Fin dalle prime battute, Titane potrebbe somigliare a una rilettura contemporanea di Crash, spinta verso territori meno filosofici e più sfacciatamente provocatori ed estremi, oltre che a una versione sotto steroidi (in tutti i sensi) dello stesso Raw. Molto più del precedente film della Ducournau, infatti, Titane è un body horror che spinge a mille sul pedale dell’acceleratore dello shock a tutti i costi, mettendo in scena un tour de force molto articolato di mutilazioni autolesioniste, denigrazioni fisiche così fastidiose da dover distogliere lo sguardo dallo schermo, martirii di varia natura, uso operistico del gore, scene di sesso lesbico nelle quali è ad esempio difficile per chi guarda stabilire il confine tra inumidire voracemente un capezzolo e morderlo. 

Alla Ducournau interessa sopra ogni altra cosa lo strazio del corpo ed è evidente come Titane, pur nell’approssimazione un po’ posticcia con la quale galleggia a bello d’acqua sulla sua superficie malsana e opaca, oltre al cinema di David Cronenberg debba moltissimo anche a Shin’ya Tsukamoto e, più sottobanco, anche a Claire Denis: certi interni sembrano quelli del suo recente High Life e le scene di ballo, tutte bellissime, sono un misto di disincanto e tenerezza e si muovono sulla falsariga di quelle del cinema della regista francese, dove veder ballare gli esseri umani è, per la macchina da presa, un atto insieme di pietà, vigore malinconico e dolce compassione.

# [Esercizio assegnato]
Puoi scrivere il seguito del brano su Titane, ripartendo subito dopo la sua ultima frase?

# [Dati forniti]

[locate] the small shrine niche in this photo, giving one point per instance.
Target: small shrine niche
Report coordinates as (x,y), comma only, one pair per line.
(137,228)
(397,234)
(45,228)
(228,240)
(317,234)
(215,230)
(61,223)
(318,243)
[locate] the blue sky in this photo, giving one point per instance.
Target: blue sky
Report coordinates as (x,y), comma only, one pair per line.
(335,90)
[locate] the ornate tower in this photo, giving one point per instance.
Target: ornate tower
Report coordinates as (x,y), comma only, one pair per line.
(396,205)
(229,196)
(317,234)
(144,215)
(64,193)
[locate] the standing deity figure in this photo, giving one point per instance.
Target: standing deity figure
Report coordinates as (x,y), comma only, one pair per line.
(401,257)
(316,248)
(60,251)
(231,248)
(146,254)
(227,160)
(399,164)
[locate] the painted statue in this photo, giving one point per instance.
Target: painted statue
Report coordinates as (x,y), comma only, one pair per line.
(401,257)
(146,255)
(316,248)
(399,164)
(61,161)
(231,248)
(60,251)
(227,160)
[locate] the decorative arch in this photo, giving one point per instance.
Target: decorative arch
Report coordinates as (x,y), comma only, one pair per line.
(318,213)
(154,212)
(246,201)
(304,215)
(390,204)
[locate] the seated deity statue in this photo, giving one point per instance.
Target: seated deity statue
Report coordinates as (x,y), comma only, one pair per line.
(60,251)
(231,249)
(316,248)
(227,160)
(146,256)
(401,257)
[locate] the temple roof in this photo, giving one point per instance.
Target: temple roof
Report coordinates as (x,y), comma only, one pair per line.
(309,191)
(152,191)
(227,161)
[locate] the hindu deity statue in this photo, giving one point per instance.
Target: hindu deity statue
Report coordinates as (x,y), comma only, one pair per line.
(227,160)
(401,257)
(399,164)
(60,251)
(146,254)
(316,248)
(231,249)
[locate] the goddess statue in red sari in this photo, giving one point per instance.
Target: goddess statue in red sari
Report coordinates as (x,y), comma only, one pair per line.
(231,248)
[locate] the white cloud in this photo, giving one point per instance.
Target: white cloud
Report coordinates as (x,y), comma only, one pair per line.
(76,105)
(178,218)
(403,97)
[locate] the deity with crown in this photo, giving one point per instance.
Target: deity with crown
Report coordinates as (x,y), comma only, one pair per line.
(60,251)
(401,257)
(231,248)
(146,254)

# [Svolgimento]
I momenti in cui i corpi si dimenano danzanti sono anche quelli, insieme alle moltissime uccisioni commesse da una protagonista rabbuiata e solitaria, il cui Titane respira di più e si lascia alle spalle la sua ingombrante e (davvero) titanica vena di compiaciuta stranezza. In favore, ad esempio, di un assassinio efferato portato a termine con uno sgabello sulle note di Nessuno mi può giudicare di Caterina Caselli o di un utilizzo spettrale di Light House dei Future Islands.

Il resto è invece purtroppo quasi sempre vittima di assiomi di disperazione abbondantemente stucchevoli, che cercano ostinatamente l’orrore ma finiscono troppo spesso col guardarsi allo specchio, cercando il sostegno di continue e indefesse iniezioni di adrenalina, di altrettanto potenti orgasmi omicidiari e perfino di una svolta trascendentale che arriva nel finale, totalmente ingiustificata e messa lì solo a suggerire con furbizia una lettura pseudo-satanica del tutto.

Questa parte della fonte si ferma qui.